WHAT TO PRODUCE: Copy every one of the rows below word for word, with each line left unchanged.
--- Start ---
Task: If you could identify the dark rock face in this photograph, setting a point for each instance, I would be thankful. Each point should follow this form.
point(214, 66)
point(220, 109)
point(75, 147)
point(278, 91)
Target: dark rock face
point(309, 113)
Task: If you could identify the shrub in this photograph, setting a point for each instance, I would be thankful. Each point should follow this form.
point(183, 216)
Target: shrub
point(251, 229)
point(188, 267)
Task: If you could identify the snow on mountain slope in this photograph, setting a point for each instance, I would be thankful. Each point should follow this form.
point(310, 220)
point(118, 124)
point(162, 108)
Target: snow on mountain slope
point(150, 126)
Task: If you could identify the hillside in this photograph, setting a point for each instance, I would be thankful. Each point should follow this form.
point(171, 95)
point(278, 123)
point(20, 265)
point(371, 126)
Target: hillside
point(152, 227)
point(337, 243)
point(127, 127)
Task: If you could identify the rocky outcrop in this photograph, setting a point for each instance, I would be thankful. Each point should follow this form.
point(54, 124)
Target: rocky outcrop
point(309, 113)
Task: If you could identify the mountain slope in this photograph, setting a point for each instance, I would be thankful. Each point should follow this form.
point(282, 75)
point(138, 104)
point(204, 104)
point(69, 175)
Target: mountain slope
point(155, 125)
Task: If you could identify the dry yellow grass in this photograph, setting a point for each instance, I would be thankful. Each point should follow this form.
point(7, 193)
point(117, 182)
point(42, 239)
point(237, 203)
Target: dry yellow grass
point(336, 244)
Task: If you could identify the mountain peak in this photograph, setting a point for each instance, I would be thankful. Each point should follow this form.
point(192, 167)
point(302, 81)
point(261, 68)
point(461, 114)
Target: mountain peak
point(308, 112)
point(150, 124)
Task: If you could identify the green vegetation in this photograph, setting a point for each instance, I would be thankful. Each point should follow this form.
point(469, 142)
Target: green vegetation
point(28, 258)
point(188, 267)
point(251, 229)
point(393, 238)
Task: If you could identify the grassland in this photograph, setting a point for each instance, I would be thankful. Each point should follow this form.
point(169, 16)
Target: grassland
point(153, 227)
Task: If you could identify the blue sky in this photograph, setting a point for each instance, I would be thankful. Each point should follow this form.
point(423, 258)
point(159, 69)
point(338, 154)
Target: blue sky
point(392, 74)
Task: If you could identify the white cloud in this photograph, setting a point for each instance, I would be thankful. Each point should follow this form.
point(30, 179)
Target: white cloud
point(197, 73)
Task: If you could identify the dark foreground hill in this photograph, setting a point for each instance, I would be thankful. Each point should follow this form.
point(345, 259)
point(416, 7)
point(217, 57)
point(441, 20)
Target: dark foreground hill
--- End ---
RESPONSE:
Task: If you could identify the dark rock face in this photograph, setting a point for each instance, I would be thankful. Each point should follow this form.
point(214, 66)
point(220, 109)
point(75, 147)
point(278, 91)
Target: dark rock face
point(309, 113)
Task: If you could identify the shrub in this photograph, setting a point for each instance, I would be thankful. Each point should follow this form.
point(183, 216)
Target: shrub
point(251, 229)
point(188, 267)
Task: If you could identify the snow on mountain slope in this photograph, setting a point for each instance, I would be thankful. Each point should follow this form.
point(310, 220)
point(118, 124)
point(162, 108)
Target: snow on mountain slope
point(150, 126)
Task: If you could identify the hillside in this photograph, setting a point for each instance, I would be thankful. Each point should follow this form.
point(171, 95)
point(278, 123)
point(20, 265)
point(371, 126)
Target: hillside
point(152, 227)
point(337, 243)
point(127, 127)
Task: If you could identify the rocky outcrop in this photograph, setting a point for each instance, I would be thankful. Each point should follow this form.
point(54, 124)
Target: rocky outcrop
point(309, 113)
Task: If you could identify the mountain slope in this photograph, setting a point for each instance, I would be thankful. Each point should follow this form.
point(282, 75)
point(138, 104)
point(204, 104)
point(69, 175)
Target: mountain slope
point(155, 125)
Task: If you could identify the dry yellow grass in this photograph, setting a point for each instance, I would be thankful. Each point should follow this form.
point(7, 193)
point(117, 182)
point(42, 239)
point(237, 203)
Target: dry yellow grass
point(336, 244)
Task: If you could identify the mountain peak in this photograph, setting a point for each instance, I would be thankful. Each point should follow this form.
point(192, 167)
point(302, 81)
point(261, 68)
point(461, 114)
Target: mountain peak
point(308, 112)
point(150, 124)
Task: If you could identify the green vegetation in this photograph, setting a point for each instance, I would be thankful. Each point should follow this form.
point(469, 142)
Target: green vegetation
point(28, 258)
point(188, 267)
point(251, 229)
point(393, 238)
Task: If you could identify the grassland in this photograph, setting a point for each instance, I would be thankful. Each point should follow this form.
point(169, 16)
Target: grassland
point(153, 227)
Task: If you could identify the blue sky in this photograph, setting a point for each instance, I would be thankful. Each point should follow this form.
point(423, 258)
point(159, 69)
point(338, 154)
Target: blue sky
point(392, 74)
Task: If you could identify the white cloud in this photograph, setting a point for each instance, I would be thankful. Each point should follow this form.
point(30, 179)
Target: white cloud
point(197, 73)
Task: If you could identify the dark foreground hill in this photograph, setting a point for each instance, I would be thankful. Each point should follow this form.
point(345, 259)
point(416, 7)
point(217, 57)
point(441, 20)
Target: dark foreground hill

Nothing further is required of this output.